#### [Set task]
Turn the listing, from the line containing "of the sunlit" through the end of the listing, into a numbered list with blank lines omitted.

────

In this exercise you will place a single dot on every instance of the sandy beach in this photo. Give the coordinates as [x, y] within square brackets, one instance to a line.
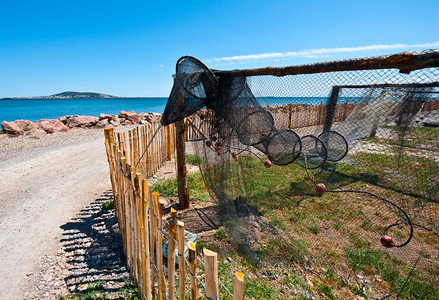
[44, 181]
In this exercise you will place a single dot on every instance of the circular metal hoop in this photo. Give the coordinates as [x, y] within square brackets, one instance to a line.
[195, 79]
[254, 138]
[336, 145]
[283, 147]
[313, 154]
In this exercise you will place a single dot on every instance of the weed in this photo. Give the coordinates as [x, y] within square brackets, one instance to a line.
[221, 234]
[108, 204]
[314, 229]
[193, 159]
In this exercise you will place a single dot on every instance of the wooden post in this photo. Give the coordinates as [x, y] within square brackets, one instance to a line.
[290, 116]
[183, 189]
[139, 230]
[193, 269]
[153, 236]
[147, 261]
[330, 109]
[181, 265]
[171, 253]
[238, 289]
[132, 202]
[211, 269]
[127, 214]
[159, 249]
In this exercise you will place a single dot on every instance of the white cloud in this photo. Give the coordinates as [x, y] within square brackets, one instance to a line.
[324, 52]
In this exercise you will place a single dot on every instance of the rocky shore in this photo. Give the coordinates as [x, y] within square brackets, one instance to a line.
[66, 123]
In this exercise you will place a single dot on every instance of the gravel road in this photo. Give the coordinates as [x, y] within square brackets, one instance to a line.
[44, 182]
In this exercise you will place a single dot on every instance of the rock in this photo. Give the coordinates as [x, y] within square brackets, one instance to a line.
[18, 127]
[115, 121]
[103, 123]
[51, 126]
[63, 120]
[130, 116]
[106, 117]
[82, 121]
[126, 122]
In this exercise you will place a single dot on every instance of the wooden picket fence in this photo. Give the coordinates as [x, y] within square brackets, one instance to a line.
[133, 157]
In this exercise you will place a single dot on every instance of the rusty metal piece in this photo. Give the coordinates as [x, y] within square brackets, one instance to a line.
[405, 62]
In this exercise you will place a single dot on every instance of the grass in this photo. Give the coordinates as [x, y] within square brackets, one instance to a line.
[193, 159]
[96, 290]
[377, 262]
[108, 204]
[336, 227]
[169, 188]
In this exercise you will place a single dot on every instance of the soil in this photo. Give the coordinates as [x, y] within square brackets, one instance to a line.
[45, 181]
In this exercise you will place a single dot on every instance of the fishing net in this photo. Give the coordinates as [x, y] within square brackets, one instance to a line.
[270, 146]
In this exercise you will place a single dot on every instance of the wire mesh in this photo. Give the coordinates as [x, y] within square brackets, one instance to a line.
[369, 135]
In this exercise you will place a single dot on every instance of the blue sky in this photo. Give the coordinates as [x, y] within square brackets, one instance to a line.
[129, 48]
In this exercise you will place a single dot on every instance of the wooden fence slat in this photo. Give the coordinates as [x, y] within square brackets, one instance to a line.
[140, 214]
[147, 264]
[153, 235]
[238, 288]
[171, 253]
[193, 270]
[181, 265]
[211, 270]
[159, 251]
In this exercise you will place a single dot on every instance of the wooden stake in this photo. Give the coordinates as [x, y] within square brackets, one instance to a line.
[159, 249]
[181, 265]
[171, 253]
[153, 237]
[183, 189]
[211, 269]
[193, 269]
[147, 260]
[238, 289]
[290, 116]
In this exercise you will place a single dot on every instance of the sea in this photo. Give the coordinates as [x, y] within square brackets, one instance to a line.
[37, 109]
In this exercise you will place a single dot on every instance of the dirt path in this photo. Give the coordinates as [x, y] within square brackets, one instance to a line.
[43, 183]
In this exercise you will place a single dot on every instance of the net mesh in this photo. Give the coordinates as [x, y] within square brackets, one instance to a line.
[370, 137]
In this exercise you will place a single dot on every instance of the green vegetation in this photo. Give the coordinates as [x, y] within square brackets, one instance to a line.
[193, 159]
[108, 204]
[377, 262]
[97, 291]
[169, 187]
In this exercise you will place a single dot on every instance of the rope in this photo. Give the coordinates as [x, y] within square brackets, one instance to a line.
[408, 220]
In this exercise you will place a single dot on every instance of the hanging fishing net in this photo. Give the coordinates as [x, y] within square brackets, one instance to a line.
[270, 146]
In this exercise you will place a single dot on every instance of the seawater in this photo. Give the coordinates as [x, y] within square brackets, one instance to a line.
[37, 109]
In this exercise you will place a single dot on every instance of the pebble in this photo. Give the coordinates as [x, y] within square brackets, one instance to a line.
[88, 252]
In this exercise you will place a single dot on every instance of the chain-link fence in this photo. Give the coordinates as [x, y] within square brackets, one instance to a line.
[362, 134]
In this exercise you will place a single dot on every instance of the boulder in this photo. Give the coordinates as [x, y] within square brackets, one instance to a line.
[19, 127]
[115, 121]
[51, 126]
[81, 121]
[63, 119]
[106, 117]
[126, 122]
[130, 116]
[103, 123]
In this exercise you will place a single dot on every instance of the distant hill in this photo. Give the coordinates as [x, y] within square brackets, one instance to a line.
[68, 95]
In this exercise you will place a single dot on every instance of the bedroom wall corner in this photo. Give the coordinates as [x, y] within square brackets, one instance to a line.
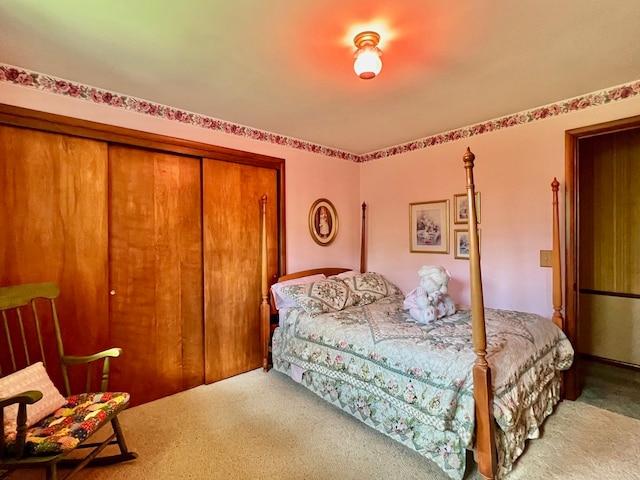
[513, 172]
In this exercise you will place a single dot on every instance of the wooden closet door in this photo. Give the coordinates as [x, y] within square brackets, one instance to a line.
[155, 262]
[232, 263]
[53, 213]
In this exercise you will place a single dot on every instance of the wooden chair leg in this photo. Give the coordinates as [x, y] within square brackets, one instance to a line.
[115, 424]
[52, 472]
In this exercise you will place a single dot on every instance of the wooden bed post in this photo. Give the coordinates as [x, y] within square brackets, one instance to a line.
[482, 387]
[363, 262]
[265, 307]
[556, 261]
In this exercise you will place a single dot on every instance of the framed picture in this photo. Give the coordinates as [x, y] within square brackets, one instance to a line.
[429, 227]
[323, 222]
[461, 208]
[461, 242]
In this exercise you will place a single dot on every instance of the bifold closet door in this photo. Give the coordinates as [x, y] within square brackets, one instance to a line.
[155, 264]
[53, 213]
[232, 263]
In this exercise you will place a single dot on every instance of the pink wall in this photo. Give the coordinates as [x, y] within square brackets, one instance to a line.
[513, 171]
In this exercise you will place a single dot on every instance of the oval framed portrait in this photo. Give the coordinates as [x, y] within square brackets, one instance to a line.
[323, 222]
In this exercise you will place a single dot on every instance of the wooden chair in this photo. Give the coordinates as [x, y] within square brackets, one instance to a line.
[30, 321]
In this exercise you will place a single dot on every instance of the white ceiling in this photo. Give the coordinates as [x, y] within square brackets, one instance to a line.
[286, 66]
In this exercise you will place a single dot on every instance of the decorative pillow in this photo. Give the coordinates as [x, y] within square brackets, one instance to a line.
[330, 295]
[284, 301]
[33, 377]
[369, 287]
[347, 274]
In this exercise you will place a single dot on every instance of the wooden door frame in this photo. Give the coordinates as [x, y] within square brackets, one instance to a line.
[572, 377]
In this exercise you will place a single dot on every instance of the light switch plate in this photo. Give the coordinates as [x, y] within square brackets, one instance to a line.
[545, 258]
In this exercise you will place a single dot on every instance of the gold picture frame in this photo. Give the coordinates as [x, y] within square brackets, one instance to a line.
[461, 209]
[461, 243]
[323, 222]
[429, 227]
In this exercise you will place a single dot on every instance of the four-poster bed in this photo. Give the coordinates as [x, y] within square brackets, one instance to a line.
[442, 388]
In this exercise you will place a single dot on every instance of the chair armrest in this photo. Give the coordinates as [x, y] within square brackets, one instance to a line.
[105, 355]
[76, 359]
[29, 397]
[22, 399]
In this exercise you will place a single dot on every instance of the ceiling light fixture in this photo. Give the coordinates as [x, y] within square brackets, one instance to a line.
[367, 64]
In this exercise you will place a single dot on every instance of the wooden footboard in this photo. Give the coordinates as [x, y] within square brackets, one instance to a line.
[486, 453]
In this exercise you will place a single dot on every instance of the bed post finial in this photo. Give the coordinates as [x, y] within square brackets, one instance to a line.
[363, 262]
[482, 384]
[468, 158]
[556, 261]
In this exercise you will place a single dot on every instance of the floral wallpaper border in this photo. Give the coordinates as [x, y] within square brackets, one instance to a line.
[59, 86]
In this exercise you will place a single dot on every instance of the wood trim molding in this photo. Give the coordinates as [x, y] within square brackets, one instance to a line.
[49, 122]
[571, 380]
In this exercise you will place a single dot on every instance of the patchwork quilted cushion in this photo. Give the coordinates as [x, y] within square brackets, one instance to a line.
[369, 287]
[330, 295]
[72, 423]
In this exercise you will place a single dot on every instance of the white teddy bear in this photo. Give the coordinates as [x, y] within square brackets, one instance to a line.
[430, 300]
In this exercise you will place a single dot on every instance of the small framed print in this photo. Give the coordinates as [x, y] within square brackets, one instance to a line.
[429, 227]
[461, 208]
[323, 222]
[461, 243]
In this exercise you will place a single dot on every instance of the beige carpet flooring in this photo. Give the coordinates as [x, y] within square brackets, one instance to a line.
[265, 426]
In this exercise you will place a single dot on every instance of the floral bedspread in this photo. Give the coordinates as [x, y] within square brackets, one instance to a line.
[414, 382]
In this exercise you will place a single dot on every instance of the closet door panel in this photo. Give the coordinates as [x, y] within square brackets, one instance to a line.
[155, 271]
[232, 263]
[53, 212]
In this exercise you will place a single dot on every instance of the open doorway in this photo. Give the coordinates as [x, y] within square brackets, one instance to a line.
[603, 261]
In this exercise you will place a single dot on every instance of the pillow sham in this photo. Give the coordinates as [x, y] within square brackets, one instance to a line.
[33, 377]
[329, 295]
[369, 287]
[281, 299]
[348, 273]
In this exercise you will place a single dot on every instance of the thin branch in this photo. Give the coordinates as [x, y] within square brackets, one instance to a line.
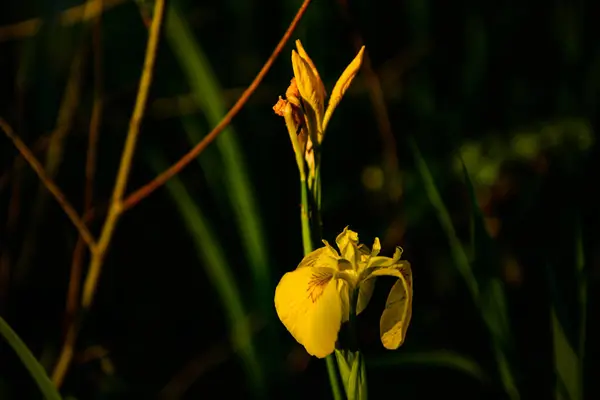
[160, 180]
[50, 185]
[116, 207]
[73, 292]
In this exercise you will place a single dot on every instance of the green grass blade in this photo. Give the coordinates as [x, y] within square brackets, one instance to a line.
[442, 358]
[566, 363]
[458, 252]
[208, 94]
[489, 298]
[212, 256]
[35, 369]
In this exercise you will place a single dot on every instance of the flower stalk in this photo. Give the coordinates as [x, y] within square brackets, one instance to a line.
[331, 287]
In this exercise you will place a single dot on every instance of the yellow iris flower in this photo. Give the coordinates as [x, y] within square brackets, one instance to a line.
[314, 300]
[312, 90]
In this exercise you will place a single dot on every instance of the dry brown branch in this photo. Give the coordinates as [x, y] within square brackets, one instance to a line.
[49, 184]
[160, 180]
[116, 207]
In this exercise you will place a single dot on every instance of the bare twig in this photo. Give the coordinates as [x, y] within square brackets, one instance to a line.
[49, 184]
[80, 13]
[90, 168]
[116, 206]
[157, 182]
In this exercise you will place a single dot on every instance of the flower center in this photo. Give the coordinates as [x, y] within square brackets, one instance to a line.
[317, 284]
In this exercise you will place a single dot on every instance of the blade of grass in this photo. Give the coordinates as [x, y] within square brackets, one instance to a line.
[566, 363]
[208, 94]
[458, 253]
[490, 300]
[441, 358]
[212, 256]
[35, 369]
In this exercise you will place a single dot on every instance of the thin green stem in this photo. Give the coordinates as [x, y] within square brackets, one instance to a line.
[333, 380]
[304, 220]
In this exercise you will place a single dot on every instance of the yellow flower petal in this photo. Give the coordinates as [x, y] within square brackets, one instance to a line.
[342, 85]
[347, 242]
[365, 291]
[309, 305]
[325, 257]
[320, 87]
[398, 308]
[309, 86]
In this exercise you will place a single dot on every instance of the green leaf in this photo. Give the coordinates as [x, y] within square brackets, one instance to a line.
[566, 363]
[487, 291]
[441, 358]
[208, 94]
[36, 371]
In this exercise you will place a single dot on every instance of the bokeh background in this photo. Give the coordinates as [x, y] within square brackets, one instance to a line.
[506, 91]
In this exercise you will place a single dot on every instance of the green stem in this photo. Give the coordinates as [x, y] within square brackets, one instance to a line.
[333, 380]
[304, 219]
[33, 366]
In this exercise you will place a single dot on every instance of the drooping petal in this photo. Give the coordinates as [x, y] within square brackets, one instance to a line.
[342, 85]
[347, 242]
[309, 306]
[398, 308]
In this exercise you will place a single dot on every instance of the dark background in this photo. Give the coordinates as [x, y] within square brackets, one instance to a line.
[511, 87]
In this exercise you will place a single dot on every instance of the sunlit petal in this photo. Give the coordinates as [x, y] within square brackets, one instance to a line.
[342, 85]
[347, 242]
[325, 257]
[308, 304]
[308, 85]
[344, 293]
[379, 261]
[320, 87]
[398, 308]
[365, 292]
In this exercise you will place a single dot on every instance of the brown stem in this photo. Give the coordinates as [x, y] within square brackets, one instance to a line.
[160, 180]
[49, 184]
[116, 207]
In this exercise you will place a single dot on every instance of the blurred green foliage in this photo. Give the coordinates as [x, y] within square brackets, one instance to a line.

────

#### [Task answer]
1. In this exercise you will place a single dot on every instance of the sunlit petal in this photo. Give the coordinates as [x, y] within square brackets, one instance to a line.
2. [342, 85]
3. [347, 242]
4. [325, 257]
5. [308, 304]
6. [308, 85]
7. [344, 293]
8. [379, 261]
9. [320, 87]
10. [398, 308]
11. [365, 292]
12. In this exercise you will place a single dot on every instance of the brown stem in this photo. Give the coordinates as [x, y] within square brackets, one instance to a line.
13. [160, 180]
14. [49, 184]
15. [116, 207]
16. In this exercise you will place a single dot on every instance of the blurred green foliage in this photo. Give the coordinates as [x, y] within square brackets, one instance to a line.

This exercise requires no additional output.